Items listed in a dataset
--- --- ---
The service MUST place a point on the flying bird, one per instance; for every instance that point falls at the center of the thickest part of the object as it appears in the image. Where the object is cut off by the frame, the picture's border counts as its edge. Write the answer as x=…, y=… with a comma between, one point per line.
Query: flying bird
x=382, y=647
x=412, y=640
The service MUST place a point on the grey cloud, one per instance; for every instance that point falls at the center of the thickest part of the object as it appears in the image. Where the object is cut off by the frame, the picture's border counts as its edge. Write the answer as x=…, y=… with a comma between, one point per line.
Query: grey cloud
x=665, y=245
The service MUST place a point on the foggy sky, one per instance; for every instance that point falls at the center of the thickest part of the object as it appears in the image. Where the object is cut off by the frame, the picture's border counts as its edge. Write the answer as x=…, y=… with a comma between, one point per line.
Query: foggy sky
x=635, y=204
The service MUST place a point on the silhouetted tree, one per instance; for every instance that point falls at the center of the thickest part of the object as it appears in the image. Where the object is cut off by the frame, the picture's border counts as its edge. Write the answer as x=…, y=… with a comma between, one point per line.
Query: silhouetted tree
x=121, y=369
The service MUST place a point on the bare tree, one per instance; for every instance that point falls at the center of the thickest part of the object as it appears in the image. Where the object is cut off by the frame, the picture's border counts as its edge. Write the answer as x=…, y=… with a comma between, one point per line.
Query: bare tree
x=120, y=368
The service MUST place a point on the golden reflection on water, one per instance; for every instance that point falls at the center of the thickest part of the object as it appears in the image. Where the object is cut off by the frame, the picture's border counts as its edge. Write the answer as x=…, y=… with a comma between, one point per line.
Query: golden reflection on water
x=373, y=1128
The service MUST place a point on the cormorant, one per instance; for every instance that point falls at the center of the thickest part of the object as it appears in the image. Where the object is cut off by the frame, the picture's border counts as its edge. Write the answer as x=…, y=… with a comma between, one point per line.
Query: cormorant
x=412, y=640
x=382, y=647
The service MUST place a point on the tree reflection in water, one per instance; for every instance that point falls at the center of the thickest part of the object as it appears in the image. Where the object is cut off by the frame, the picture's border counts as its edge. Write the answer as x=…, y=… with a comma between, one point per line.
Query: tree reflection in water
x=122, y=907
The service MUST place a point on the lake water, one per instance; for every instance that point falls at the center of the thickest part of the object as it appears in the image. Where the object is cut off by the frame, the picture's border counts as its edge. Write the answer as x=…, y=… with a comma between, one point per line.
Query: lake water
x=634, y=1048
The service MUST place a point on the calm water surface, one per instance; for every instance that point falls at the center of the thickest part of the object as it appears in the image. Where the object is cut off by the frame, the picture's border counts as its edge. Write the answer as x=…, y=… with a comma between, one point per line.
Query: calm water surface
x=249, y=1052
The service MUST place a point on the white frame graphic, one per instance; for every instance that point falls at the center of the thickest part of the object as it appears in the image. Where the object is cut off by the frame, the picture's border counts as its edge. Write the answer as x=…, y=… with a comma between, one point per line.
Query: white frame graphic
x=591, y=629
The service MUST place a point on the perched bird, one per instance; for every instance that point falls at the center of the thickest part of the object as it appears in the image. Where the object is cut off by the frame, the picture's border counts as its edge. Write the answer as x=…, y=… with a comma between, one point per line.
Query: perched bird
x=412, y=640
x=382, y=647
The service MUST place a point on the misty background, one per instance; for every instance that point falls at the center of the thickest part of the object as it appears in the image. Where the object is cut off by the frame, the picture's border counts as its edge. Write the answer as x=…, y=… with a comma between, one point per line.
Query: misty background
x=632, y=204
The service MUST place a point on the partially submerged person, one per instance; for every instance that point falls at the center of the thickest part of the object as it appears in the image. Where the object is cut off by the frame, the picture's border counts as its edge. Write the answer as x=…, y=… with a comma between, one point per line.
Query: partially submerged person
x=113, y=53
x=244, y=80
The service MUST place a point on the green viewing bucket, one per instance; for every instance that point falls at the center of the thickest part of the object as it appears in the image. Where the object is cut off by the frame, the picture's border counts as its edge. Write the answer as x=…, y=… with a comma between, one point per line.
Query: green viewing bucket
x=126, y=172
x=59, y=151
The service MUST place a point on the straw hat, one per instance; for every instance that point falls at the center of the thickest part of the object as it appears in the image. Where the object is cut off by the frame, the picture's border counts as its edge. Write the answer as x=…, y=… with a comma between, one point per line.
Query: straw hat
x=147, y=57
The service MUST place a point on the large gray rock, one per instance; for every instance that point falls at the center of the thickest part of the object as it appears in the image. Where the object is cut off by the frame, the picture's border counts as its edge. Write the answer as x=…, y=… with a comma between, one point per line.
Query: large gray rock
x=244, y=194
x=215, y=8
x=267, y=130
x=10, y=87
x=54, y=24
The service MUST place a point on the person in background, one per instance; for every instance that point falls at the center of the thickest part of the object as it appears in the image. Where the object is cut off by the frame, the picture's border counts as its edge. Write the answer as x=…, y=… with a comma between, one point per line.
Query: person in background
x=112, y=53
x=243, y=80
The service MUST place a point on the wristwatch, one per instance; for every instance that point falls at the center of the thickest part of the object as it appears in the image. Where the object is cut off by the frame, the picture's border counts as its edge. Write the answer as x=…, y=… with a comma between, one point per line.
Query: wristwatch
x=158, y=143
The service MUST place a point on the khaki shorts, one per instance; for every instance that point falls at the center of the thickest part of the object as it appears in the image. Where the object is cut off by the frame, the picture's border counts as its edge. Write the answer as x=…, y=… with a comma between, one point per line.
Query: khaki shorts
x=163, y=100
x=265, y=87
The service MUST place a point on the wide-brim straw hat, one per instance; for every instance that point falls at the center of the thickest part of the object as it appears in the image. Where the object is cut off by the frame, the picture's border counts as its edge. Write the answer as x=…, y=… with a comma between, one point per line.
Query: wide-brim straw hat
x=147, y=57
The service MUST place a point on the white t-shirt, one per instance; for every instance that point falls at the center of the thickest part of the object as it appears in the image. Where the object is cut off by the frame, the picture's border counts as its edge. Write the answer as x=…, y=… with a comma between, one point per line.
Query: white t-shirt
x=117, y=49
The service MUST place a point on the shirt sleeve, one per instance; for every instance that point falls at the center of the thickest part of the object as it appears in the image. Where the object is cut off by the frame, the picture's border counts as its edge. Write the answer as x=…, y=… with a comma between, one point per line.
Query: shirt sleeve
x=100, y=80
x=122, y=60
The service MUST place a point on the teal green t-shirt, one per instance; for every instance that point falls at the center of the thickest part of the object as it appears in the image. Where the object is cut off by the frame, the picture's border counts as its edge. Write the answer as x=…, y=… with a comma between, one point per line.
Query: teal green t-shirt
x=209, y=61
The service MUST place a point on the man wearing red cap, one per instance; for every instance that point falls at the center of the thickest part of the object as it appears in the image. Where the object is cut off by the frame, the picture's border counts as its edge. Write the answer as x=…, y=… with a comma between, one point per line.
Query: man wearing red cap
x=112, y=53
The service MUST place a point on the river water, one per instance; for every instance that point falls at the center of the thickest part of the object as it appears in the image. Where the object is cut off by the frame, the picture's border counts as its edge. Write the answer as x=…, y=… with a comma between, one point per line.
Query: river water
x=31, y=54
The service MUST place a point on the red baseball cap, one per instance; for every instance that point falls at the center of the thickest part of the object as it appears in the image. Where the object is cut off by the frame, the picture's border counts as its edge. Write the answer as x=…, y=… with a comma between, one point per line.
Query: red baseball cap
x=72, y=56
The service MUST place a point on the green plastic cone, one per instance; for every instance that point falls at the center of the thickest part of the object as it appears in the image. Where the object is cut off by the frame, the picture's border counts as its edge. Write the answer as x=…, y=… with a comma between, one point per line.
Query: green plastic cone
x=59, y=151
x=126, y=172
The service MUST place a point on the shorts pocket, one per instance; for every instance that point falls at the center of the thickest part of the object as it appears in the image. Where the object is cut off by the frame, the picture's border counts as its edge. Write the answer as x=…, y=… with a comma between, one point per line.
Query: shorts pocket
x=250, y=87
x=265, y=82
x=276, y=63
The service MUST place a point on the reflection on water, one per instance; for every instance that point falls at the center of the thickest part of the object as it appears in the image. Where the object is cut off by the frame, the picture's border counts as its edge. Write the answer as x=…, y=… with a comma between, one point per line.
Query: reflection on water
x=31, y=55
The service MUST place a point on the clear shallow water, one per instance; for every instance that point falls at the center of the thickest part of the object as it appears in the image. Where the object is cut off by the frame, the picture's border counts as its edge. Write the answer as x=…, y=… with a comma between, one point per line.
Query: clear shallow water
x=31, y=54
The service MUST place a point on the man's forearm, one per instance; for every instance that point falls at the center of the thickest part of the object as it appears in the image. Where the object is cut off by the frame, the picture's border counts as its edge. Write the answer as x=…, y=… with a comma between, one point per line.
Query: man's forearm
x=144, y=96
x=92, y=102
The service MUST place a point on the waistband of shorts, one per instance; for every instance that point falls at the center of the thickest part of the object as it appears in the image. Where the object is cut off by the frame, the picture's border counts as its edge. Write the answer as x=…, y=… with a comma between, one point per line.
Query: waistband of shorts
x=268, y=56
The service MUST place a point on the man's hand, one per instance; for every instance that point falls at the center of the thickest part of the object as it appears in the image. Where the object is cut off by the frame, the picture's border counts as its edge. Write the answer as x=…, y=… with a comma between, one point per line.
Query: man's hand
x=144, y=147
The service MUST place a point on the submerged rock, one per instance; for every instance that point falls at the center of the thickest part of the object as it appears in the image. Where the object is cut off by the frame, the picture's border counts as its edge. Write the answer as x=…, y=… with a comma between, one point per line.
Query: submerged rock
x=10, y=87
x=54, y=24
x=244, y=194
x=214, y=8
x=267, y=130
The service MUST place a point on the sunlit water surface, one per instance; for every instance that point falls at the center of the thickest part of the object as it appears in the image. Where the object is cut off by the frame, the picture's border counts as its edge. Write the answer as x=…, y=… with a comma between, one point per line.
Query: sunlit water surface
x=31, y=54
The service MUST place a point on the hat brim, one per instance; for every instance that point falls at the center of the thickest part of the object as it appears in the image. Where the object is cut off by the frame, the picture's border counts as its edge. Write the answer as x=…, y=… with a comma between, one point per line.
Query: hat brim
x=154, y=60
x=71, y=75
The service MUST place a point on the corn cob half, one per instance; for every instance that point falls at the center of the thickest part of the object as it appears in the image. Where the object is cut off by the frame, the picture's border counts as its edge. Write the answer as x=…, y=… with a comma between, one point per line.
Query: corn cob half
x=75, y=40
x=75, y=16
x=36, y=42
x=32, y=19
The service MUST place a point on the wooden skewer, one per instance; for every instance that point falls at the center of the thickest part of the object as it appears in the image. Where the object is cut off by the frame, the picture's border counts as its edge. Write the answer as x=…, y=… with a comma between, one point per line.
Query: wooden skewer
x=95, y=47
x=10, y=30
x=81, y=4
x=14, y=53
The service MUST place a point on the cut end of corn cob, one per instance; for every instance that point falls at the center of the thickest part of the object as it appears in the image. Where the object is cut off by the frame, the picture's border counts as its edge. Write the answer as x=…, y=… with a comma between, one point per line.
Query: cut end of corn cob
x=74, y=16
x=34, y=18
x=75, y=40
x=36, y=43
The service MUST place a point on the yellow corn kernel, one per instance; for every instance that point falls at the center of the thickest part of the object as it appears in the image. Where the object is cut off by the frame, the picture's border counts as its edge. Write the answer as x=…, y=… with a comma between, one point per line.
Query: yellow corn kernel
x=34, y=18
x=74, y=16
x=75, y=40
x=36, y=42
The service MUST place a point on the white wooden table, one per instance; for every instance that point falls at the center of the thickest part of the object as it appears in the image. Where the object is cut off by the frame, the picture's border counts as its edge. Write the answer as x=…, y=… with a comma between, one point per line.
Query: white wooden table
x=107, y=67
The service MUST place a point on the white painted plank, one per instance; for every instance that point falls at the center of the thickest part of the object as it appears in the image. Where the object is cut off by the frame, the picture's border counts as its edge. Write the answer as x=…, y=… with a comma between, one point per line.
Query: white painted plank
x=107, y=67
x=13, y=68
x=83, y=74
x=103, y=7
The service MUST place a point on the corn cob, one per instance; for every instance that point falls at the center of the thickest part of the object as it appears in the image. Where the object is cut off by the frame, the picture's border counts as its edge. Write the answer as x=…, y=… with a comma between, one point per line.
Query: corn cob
--- --- ---
> DIRECTIONS
When you reach the line holding "The service MUST place a point on the straw" in the records above, begin reproducing exactly, stop after the line holding "The service MUST place a point on the large", and output nothing else.

> OUTPUT OF THE TASK
The service MUST place a point on the straw hat, one per instance; for every instance that point falls at the center of the thickest part of the object as it appears in the image. Where the object is cut off by the frame, the picture's border counts as its edge. Write the answer as x=…, y=… with a comma between, one point per line.
Query: straw hat
x=147, y=57
The service MUST place a point on the large gray rock, one per instance; for every instance that point falls at the center of the thickest part of the object as it appears in the image. Where the object is cut off by the frame, the picture's border counts as its edge. Write the answer as x=…, y=… with a comma between, one point per line.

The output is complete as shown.